**Material to process**
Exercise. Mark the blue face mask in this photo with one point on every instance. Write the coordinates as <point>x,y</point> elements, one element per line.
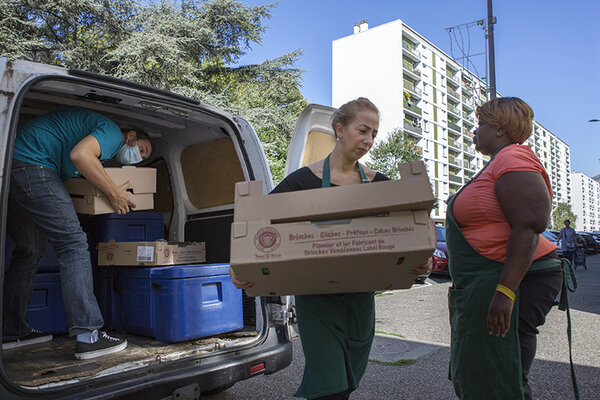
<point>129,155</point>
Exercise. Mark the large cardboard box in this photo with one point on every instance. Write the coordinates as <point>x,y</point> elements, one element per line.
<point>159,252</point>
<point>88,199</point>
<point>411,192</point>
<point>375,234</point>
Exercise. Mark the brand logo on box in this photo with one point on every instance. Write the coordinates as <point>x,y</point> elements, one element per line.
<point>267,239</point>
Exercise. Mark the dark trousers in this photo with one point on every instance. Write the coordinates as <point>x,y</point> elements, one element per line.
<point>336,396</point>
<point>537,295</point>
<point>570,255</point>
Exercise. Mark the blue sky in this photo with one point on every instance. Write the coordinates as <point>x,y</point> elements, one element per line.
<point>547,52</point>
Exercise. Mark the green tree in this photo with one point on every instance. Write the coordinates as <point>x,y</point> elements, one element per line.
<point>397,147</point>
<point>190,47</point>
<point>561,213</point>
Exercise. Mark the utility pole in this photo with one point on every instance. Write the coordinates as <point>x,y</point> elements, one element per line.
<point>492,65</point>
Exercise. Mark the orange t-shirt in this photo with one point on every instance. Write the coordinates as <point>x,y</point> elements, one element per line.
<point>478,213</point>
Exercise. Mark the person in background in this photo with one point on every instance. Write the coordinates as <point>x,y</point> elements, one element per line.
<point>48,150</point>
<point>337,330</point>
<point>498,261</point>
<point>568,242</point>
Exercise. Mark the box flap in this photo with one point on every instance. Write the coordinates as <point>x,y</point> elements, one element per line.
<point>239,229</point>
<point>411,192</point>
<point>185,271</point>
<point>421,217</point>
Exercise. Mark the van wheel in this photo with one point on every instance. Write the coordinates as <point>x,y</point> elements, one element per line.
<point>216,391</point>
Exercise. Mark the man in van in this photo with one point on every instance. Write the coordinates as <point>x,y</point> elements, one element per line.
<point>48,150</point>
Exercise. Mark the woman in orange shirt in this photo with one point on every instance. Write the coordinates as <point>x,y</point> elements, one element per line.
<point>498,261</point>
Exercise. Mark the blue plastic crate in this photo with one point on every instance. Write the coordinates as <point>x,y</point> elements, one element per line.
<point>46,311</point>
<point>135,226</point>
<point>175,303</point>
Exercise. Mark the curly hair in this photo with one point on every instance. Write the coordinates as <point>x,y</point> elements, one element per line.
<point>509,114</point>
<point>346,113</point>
---
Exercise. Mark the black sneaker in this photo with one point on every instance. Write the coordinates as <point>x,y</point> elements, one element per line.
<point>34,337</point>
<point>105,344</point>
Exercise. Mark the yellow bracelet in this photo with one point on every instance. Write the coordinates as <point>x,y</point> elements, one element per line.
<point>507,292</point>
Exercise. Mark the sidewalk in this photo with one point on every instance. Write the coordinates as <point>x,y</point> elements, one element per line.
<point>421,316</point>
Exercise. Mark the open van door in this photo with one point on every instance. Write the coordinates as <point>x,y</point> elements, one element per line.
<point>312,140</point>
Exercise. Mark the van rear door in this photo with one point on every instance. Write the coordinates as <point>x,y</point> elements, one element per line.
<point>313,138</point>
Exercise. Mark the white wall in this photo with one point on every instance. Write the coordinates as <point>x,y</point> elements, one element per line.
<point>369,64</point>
==
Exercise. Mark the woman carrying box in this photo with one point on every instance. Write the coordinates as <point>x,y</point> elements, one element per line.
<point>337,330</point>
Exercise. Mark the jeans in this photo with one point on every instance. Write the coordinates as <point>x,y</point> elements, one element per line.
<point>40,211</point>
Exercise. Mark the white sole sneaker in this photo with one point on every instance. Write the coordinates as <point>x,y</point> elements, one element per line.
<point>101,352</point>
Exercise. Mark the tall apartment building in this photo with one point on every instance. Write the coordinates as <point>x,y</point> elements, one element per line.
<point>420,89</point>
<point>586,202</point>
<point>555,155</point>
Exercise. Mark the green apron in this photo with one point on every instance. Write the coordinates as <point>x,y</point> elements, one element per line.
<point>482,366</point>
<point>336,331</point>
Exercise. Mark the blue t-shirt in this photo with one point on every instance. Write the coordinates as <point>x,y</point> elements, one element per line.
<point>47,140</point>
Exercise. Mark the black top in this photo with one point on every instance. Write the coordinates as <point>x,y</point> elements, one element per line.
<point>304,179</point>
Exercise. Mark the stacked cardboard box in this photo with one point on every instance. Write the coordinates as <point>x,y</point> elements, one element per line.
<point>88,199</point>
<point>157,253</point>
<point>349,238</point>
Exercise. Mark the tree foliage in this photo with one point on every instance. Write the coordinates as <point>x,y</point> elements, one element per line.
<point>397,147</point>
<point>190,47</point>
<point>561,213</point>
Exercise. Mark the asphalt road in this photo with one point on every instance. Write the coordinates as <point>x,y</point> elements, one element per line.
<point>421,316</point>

**Task**
Rewrite the lines from the one containing "Exercise. Mark the curly" through the one containing "<point>346,113</point>", inclusive, substituting "wavy hair" for "curly hair" and leaving all else unchanged.

**Answer for the task**
Exercise. Mark the wavy hair in this photo with one point on every instance. Write the coordinates as <point>x,y</point> elements, one element per line.
<point>509,114</point>
<point>346,113</point>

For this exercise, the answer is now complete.